start MATERIAL

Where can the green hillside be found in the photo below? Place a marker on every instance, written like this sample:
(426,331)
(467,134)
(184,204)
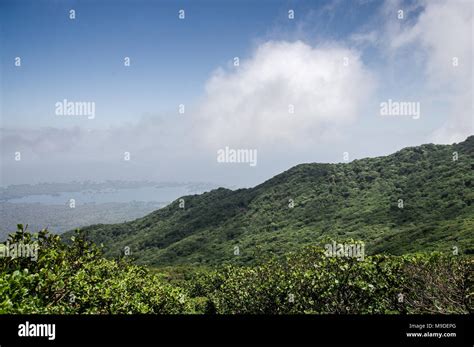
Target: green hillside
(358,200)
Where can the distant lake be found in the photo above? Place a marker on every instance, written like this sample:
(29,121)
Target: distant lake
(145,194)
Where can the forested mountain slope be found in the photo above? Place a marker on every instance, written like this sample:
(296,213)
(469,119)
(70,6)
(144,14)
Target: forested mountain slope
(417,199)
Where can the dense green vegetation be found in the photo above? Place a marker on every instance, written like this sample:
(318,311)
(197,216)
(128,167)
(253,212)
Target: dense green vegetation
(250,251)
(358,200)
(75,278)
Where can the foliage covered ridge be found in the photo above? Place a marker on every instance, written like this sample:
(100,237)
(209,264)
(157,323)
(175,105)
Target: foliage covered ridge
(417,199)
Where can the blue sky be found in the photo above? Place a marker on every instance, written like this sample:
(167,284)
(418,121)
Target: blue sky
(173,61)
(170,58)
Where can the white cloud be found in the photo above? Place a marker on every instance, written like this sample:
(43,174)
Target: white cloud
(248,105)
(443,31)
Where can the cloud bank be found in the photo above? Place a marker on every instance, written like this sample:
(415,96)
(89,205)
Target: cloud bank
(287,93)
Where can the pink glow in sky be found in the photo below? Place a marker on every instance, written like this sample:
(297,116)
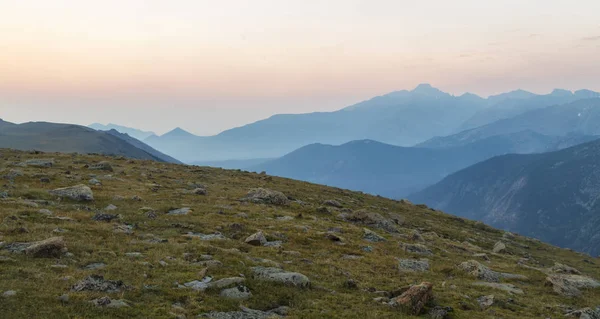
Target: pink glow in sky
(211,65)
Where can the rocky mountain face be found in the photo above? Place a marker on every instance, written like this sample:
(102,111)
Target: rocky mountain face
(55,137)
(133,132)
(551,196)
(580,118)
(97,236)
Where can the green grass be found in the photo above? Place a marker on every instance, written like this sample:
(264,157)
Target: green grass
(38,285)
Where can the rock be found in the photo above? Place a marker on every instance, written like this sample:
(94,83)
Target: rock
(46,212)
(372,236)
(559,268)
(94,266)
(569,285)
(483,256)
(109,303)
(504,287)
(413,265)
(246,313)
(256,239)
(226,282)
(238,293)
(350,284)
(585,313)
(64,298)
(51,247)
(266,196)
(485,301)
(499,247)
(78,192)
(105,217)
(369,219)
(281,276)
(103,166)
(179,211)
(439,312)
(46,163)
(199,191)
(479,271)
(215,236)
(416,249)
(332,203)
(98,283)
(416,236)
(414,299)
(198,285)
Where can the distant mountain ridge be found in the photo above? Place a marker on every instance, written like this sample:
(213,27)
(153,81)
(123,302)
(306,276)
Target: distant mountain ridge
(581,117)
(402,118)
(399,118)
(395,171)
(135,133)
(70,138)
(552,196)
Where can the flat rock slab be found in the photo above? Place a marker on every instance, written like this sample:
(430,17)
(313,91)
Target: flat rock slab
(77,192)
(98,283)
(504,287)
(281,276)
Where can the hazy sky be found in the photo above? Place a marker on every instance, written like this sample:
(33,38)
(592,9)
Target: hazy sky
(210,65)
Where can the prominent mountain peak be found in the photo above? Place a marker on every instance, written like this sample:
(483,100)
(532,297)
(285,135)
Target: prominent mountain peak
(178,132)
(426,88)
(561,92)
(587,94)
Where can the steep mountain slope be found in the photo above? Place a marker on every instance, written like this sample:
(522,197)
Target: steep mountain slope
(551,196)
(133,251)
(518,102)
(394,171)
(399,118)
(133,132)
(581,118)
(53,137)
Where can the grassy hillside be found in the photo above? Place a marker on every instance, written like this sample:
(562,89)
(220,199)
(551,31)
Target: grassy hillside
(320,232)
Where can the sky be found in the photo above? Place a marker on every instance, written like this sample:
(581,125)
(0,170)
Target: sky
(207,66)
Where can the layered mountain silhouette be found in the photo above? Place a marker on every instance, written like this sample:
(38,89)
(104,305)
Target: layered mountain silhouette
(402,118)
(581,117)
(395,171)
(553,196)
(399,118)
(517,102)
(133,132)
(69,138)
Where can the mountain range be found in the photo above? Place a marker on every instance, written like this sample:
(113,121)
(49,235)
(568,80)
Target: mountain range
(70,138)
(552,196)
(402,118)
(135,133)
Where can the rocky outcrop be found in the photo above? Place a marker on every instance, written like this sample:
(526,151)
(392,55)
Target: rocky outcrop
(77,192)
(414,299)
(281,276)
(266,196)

end MATERIAL

### TASK TO CARRY OUT
Keep the pictures out of the copy and write out the data exactly as it stands.

### RESPONSE BELOW
Where can the green hillside be found in the photo below? Place a marker on every instance, written like this sample:
(426,331)
(467,134)
(184,204)
Target: green hillside
(358,200)
Where can the distant lake be found in the photo above? Place a marker on every instance, written like this sample:
(29,121)
Target: distant lake
(145,194)
Where can the forested mountain slope be found in the photo above? Place a marker on every instance, written like this sample:
(296,213)
(469,119)
(70,6)
(144,14)
Target: forested mountain slope
(417,199)
Where can the dense green vegetation be found in the photo above? Place a marker on every instance, written like this sample:
(318,311)
(197,216)
(128,167)
(253,212)
Target: dense green vegetation
(250,251)
(358,200)
(75,278)
Where can the foliage covered ridge be found in the photo above? Place a marker on every instance, written like this sample:
(100,237)
(209,264)
(157,323)
(175,105)
Target: foliage covered ridge
(417,199)
Where can the blue sky be found in the photo above? Place a marker on every instance, written like this sample:
(167,284)
(418,121)
Target: blue sky
(173,61)
(170,58)
Where can the white cloud be found in the photo above? Place a marker on every instance, written like this sample:
(43,174)
Target: white cloud
(248,105)
(443,31)
Where can the cloud bank be found in the photo above? Place a marker on every instance, written like this sample:
(415,96)
(89,205)
Target: cloud bank
(287,93)
Where can the pink glow in sky be found in the photo below? Place a marker on every instance, written like this sample:
(297,116)
Target: pink glow in sky
(211,65)
Where can the rocky mountain face be found in the photo above? Place a marker on every instance, written like this sample:
(102,111)
Target: rocky mountain face
(55,137)
(133,132)
(551,196)
(580,118)
(97,236)
Where can the green grass be found in the photo above? Place a marker on every instance, written like this sample:
(264,157)
Target: green grass
(38,285)
Where can the rock be found in the photo above? Place a marker on every instance, written like this sample:
(94,83)
Target: rock
(46,212)
(372,236)
(559,268)
(94,266)
(569,285)
(483,256)
(109,303)
(504,287)
(413,265)
(246,313)
(256,239)
(226,282)
(238,293)
(350,284)
(585,313)
(64,298)
(51,247)
(266,196)
(485,301)
(499,247)
(78,192)
(105,217)
(369,219)
(281,276)
(103,166)
(179,211)
(439,312)
(46,163)
(199,191)
(479,271)
(215,236)
(416,249)
(332,203)
(98,283)
(416,236)
(414,299)
(198,285)
Where can the distant mountain ridge be found in the photo above? Place a marker on every instance, written like this sample:
(213,27)
(153,81)
(123,302)
(306,276)
Target: distant mountain ridge
(581,117)
(402,118)
(399,118)
(395,171)
(135,133)
(70,138)
(552,196)
Where can the flat rock slab be found in the photo above? Place a marker on every instance, written like this sample:
(430,17)
(313,91)
Target: flat rock slab
(77,192)
(98,283)
(504,287)
(281,276)
Where can the hazy sky be found in the photo above? Place a marker on every instance, written like this sample:
(33,38)
(592,9)
Target: hazy sky
(210,65)
Where can the prominent mountain peak be found in the photo above? Place a marker on every instance, written like this sample:
(483,100)
(532,297)
(285,135)
Target: prominent mountain peak
(178,132)
(426,88)
(561,92)
(587,94)
Where can the steep mountain slope be found in the photo above? Place a marker on every instance, written like this sample:
(522,197)
Target: steep mountain slope
(551,196)
(133,251)
(518,102)
(394,171)
(399,118)
(133,132)
(581,118)
(53,137)
Where can the grassy hillside be found in the photo above? Place a marker on every instance, written like this sample:
(562,89)
(220,199)
(551,31)
Target: grassy hillside
(320,232)
Where can the sky be found in the photo above? Place a marker on every instance, written like this sample:
(581,125)
(0,170)
Target: sky
(207,66)
Where can the layered mountain silhouette be found in the photo above? Place a marker on every instance, written like this sample:
(38,89)
(104,305)
Target: layered mountain silhouette
(402,118)
(581,117)
(395,171)
(553,196)
(399,118)
(517,102)
(133,132)
(69,138)
Where can the mountain range be found in the photo above? Place a marker on every instance, written like this sample:
(113,121)
(49,235)
(568,80)
Target: mountain range
(70,138)
(552,196)
(402,118)
(135,133)
Where can the rocky outcrop be found in the photo above? Place a marker on every instance, written like this sample:
(526,151)
(392,55)
Target: rocky outcrop
(77,192)
(414,299)
(281,276)
(266,196)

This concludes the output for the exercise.